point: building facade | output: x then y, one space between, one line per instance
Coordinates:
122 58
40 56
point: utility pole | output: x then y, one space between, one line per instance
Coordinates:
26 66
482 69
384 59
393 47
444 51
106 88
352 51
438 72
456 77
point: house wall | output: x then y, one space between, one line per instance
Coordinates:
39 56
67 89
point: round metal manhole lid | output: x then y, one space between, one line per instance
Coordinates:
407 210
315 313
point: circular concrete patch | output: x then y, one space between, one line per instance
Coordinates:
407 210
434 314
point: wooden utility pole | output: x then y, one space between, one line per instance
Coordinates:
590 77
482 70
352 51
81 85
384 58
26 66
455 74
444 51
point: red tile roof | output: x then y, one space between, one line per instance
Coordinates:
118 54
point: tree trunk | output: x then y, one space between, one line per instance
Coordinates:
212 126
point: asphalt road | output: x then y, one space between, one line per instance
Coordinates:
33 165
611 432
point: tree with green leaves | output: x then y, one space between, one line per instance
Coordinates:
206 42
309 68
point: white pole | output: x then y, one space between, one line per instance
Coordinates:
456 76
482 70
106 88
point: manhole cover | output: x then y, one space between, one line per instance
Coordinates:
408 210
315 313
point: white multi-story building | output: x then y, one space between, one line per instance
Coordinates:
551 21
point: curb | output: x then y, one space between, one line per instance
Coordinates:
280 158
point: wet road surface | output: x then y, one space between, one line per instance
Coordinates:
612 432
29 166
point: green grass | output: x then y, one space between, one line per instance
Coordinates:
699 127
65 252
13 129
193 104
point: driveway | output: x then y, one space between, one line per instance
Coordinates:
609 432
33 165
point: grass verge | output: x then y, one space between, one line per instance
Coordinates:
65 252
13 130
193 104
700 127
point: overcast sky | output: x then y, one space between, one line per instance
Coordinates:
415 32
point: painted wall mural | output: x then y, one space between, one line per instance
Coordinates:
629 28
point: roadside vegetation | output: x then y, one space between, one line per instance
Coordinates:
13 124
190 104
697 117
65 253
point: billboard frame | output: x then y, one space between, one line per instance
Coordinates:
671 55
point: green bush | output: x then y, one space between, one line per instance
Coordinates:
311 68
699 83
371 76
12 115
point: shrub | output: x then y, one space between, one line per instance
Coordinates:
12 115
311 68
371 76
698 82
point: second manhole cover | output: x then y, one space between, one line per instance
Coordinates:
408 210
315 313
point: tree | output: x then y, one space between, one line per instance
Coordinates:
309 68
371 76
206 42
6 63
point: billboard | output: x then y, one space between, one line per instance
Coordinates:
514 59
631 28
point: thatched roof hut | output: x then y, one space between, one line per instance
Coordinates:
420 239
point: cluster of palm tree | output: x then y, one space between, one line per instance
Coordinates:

» **Exercise**
Print all of the entries exactly as they appear.

» **Written answer**
point: building facade | output: x then y, one space between, one line per instance
Coordinates:
122 58
40 56
point: utility pole | output: x then y, one space between, one line per instance
Coordinates:
26 66
482 69
384 59
393 47
444 51
106 88
352 51
438 72
456 77
point: house wall | output: x then y, one space between, one line per instance
Coordinates:
39 56
67 89
point: round metal manhole lid | output: x then y, one space between, one line per instance
Coordinates:
407 210
315 313
point: circular concrete patch | output: x then y, one space between, one line per instance
Coordinates:
407 210
434 314
point: wooden utility pole | output: x then y, one space between, one line per instance
Coordinates:
590 77
482 70
352 51
81 85
384 58
26 66
455 74
444 51
point: red tile roof | output: x then y, one space between, one line per instance
Coordinates:
118 54
point: tree trunk | output: x then y, one space between, one line per instance
Coordinates:
212 126
point: asphalt road | output: x then y, one space between, one line per instance
Coordinates:
33 165
611 432
point: tree with green leaves | output: x then y, one space between, one line per instance
Coordinates:
206 42
309 68
point: white pole | output: x then y, one space between, one line per instance
Coordinates:
456 76
482 70
106 88
point: manhole cover | output: x then y, one space between, one line per instance
Coordinates:
408 210
315 313
point: white multi-story building | output: x then y, one space between, one line per instance
Coordinates:
551 21
point: curb | output: x then y, one space between, one line per instance
Coordinates:
280 158
point: wet road surface | output: x then y, one space between, one line per instance
Coordinates:
612 432
29 166
point: green grass | output: x then y, one space between, one line per instance
Coordinates:
699 127
65 252
13 129
193 104
point: driveway | output: x then y, one space between, one line per instance
Coordinates:
609 432
33 165
point: grass verge | output: x then y, one space between, one line per instance
Coordinates:
65 252
13 130
193 104
700 127
point: overcast sky | output: x then y, one space between, one line per instance
Coordinates:
415 32
point: painted wall mural | output: x then y, one space between, one line per instance
Coordinates:
629 28
point: roadside vegetation | output: x then y, one space between, one line per instance
Coordinates:
13 124
190 104
697 117
65 253
point: billboard frame | output: x then y, one space between, one line per instance
Coordinates:
671 55
point: green bush | output: x then y, one space between, one line per instance
Coordinates:
311 68
699 83
371 76
12 115
point: shrub | output: x then y, one space between, one line per instance
Coordinates:
12 115
311 68
371 76
698 82
point: second manhole cover | output: x then y, one space between, one line per instance
Coordinates:
408 210
315 313
point: tree | output: x then y, one space between, one line per instance
Coordinates:
309 68
371 76
206 42
6 63
point: billboard | output: x then y, one space between, one line per instance
Coordinates:
514 59
631 28
point: thatched roof hut | output: x then y, one space between, one line per instance
Coordinates:
420 239
point: cluster of palm tree | output: x then y, one space between, one line per instance
Coordinates:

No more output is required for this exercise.